Input:
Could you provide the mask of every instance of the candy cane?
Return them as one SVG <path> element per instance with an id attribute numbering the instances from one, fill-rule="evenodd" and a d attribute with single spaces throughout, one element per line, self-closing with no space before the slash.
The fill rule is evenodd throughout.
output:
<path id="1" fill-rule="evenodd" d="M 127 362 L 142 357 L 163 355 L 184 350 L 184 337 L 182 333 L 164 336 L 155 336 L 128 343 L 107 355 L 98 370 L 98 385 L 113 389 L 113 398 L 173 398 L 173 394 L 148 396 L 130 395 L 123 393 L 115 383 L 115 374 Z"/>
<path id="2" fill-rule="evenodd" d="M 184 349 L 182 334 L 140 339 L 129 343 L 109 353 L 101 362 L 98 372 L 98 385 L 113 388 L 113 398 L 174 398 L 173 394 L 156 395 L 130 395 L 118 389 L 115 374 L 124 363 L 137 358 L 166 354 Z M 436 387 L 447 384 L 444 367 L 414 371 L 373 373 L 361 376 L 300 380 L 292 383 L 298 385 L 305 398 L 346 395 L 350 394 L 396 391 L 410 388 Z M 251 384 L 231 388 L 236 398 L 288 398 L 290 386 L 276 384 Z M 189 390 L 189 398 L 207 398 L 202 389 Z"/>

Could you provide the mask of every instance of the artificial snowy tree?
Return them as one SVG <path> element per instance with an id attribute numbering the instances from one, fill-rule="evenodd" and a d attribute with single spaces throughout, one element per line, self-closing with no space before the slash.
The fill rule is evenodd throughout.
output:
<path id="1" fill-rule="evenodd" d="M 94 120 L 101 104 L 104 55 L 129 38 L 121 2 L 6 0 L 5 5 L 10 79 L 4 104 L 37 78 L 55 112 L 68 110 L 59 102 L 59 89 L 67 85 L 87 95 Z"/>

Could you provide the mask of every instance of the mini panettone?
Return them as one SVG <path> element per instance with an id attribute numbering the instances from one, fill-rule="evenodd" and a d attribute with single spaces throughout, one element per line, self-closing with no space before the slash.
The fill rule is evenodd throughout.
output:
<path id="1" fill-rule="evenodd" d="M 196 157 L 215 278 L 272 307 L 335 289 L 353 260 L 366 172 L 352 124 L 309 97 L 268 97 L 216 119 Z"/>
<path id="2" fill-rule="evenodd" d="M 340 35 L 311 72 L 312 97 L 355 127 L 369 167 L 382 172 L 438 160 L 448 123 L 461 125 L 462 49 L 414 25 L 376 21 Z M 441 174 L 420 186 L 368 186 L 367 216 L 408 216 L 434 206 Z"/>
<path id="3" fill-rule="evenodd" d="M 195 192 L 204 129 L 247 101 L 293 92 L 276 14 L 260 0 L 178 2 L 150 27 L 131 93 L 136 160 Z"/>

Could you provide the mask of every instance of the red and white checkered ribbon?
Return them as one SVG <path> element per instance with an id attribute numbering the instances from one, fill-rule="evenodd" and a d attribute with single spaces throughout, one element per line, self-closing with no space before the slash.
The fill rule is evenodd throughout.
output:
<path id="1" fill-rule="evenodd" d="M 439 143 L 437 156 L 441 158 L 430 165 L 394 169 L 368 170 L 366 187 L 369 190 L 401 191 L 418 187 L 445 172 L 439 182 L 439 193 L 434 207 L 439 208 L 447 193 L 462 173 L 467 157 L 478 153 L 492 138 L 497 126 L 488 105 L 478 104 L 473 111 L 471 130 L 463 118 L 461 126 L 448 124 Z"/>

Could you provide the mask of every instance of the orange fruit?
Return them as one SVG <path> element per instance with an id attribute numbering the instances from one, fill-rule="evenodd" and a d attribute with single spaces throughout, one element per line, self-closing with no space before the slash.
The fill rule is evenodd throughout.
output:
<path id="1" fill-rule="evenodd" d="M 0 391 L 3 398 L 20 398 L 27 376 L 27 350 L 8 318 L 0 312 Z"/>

Your instructions: Print every line of the data above again, character for character, changing nothing.

Completed exercise:
Could you provide the mask of every instance of the candy cane?
Return them as one SVG <path> element per instance with an id attribute numbering the instances from one, fill-rule="evenodd" and a d attribute with single spaces throughout, one element per line, self-closing with no space before the slash.
The fill rule is evenodd throughout.
output:
<path id="1" fill-rule="evenodd" d="M 127 362 L 142 357 L 163 355 L 184 350 L 184 337 L 182 333 L 164 336 L 155 336 L 128 343 L 107 355 L 98 370 L 98 385 L 113 389 L 113 398 L 173 398 L 173 394 L 148 396 L 130 395 L 123 393 L 115 383 L 115 374 Z"/>
<path id="2" fill-rule="evenodd" d="M 184 349 L 182 334 L 140 339 L 129 343 L 109 353 L 101 362 L 98 372 L 98 385 L 113 388 L 113 398 L 174 398 L 173 394 L 156 395 L 130 395 L 118 389 L 115 374 L 124 363 L 137 358 L 166 354 Z M 436 387 L 447 384 L 444 367 L 414 371 L 373 373 L 361 376 L 300 380 L 292 383 L 298 385 L 305 398 L 346 395 L 350 394 L 396 391 L 410 388 Z M 251 384 L 231 388 L 236 398 L 288 398 L 290 386 L 276 384 Z M 189 390 L 189 398 L 207 398 L 202 389 Z"/>

Could you provide the mask of every instance of the artificial snowy tree?
Return them as one SVG <path> element per instance with an id attribute numbering the instances from one, fill-rule="evenodd" and a d attribute with single spaces throughout, one element per line, self-closing with no space before the slash.
The fill rule is evenodd throughout.
output:
<path id="1" fill-rule="evenodd" d="M 94 120 L 101 104 L 104 55 L 129 38 L 121 2 L 6 0 L 5 5 L 10 79 L 4 104 L 37 78 L 55 112 L 68 110 L 59 102 L 59 89 L 67 85 L 87 95 Z"/>

Could you provide the mask of every instance of the mini panettone?
Return them as one SVG <path> element per instance with an id attribute numbering the instances from one, fill-rule="evenodd" and a d attribute with single spaces throughout, one element per line, self-closing with no space before the slash.
The fill rule is evenodd throughout.
output:
<path id="1" fill-rule="evenodd" d="M 196 157 L 215 278 L 272 307 L 335 289 L 353 260 L 366 172 L 352 124 L 309 97 L 268 97 L 216 119 Z"/>
<path id="2" fill-rule="evenodd" d="M 340 35 L 311 72 L 312 97 L 355 127 L 369 167 L 382 172 L 438 160 L 448 123 L 461 125 L 462 49 L 414 25 L 376 21 Z M 441 174 L 420 186 L 368 186 L 367 216 L 408 216 L 434 206 Z"/>
<path id="3" fill-rule="evenodd" d="M 195 192 L 204 129 L 247 101 L 293 92 L 276 14 L 260 0 L 178 2 L 150 27 L 131 93 L 136 160 Z"/>

Could you provide the mask of every instance of the red and white checkered ribbon?
Return them as one SVG <path> element per instance with an id attribute numbering the instances from one, fill-rule="evenodd" and a d attribute with single spaces throughout, one element per line, self-closing with no space before the slash.
The fill rule is evenodd throughout.
output:
<path id="1" fill-rule="evenodd" d="M 439 143 L 437 156 L 441 158 L 430 165 L 394 169 L 368 170 L 366 187 L 369 190 L 401 191 L 418 187 L 445 172 L 439 182 L 439 193 L 434 207 L 439 208 L 447 193 L 462 173 L 467 157 L 478 153 L 492 138 L 497 126 L 488 105 L 478 104 L 473 111 L 471 130 L 463 118 L 461 126 L 448 124 Z"/>

Could you provide the mask of every instance of the orange fruit?
Return them as one SVG <path> element per instance with an id attribute numbering the instances from one, fill-rule="evenodd" and a d attribute with single spaces throughout, one element per line, self-closing with no space before the slash.
The fill rule is evenodd throughout.
output:
<path id="1" fill-rule="evenodd" d="M 0 391 L 3 398 L 20 398 L 27 376 L 27 350 L 8 318 L 0 312 Z"/>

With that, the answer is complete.